Dataset excerpt ->
>>>>>
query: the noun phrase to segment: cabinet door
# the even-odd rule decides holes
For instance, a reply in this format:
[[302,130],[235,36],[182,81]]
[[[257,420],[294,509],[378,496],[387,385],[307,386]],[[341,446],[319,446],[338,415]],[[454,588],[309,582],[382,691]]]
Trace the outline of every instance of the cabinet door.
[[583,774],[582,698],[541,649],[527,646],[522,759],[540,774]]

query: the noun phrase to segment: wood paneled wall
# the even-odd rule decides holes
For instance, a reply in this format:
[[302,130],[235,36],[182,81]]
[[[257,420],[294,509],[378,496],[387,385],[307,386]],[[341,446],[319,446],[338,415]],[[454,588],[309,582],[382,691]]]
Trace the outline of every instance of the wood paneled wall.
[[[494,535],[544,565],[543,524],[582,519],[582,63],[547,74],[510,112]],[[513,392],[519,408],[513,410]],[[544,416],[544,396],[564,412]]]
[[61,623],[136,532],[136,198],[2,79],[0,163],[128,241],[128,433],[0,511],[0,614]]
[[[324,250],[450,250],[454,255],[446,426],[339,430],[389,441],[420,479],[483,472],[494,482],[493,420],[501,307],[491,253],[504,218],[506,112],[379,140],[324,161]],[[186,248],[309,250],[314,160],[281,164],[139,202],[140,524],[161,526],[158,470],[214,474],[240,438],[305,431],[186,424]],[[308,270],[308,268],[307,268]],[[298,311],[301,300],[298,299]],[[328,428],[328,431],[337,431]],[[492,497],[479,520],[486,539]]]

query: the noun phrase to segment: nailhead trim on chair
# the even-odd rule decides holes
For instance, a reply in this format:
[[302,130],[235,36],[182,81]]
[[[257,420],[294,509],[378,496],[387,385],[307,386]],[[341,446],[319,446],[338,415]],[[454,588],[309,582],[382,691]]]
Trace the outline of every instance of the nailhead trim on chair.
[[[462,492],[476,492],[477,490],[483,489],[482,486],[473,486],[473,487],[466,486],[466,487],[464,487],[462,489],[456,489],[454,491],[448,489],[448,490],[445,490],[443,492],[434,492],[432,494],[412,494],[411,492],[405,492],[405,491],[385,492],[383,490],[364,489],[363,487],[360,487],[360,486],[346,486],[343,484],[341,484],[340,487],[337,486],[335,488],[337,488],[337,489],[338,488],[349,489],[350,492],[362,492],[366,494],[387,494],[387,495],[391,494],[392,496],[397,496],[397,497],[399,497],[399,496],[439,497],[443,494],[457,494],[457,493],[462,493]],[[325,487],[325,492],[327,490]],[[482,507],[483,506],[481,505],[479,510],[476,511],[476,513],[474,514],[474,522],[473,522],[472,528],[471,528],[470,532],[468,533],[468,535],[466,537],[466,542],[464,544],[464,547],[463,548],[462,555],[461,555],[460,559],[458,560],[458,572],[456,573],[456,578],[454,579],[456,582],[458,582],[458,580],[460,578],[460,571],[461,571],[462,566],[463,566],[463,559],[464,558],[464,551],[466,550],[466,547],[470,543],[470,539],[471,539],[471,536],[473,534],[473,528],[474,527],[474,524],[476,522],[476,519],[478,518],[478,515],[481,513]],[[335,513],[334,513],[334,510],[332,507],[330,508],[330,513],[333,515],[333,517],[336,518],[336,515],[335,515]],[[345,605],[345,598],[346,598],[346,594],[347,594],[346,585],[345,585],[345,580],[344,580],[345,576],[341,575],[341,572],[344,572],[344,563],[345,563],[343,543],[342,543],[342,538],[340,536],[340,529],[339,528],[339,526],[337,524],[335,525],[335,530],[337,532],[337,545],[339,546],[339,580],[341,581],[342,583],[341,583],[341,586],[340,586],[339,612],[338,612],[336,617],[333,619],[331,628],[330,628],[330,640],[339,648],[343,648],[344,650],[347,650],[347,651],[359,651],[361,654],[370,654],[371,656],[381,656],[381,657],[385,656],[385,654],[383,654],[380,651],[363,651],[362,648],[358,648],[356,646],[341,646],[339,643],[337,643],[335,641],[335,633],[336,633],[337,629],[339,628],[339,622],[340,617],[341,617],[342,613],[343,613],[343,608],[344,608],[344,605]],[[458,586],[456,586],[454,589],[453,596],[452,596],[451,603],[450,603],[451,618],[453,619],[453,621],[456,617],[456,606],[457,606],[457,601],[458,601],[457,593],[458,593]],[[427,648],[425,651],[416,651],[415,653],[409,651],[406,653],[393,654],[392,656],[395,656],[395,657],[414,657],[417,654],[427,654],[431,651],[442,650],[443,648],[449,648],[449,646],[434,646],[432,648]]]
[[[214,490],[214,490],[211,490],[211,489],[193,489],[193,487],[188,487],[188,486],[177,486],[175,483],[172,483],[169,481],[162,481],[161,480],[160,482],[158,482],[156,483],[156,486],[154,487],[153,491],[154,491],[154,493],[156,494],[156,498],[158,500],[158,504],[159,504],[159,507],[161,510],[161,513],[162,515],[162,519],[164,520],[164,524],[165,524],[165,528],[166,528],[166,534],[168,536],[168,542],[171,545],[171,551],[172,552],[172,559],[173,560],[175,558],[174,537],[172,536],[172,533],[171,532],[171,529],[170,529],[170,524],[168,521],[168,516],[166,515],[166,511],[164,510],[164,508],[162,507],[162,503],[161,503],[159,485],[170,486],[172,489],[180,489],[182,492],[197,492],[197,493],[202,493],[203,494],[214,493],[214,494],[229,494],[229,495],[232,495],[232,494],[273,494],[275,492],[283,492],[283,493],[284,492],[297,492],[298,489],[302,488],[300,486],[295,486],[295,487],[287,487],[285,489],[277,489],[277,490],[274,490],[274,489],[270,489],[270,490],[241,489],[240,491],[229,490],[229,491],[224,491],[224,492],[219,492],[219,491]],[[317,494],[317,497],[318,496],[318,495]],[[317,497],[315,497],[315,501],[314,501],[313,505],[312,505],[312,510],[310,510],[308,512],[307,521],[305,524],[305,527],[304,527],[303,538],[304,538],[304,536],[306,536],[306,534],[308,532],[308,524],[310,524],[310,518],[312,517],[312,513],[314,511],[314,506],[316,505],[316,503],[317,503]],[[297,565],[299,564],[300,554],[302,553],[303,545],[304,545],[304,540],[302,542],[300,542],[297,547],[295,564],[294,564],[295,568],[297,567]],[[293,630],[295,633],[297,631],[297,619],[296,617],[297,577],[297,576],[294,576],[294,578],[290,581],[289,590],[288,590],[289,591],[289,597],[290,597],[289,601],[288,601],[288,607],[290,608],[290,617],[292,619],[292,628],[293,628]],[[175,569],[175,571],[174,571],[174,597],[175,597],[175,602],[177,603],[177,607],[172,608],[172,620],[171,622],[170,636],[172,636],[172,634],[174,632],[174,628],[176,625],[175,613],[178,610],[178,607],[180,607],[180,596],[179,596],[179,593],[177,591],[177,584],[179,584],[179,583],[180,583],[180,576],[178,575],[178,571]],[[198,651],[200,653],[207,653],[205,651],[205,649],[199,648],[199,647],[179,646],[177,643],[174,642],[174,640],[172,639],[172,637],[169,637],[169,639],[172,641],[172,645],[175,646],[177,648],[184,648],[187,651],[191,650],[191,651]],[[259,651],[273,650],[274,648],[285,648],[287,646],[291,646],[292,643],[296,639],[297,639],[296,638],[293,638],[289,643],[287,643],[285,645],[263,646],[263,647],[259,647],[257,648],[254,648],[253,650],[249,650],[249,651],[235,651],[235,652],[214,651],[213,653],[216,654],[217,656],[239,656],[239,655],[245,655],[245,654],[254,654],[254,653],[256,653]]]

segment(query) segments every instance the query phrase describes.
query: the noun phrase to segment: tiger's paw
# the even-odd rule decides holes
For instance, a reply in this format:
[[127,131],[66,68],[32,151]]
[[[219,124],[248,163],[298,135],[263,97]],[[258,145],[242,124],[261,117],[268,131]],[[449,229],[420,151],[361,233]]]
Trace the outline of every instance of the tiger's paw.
<<<<<
TASK PROMPT ->
Reproduce the lines of the data above, starting at the line containing "query: the noun phrase to segment: nailhead" and ending at the line containing "Trace the outline of every instance of the nailhead", with both of those lines included.

RESULT ->
query: the noun phrase to segment: nailhead trim on chair
# the even-odd rule decides holes
For instance, a reply in this format:
[[302,130],[235,36],[182,81]]
[[[257,420],[294,509],[378,496],[387,385],[307,386]],[[341,446],[319,446],[338,415]],[[454,588],[309,582],[382,691]]]
Trace the outline of every instance of the nailhead trim on chair.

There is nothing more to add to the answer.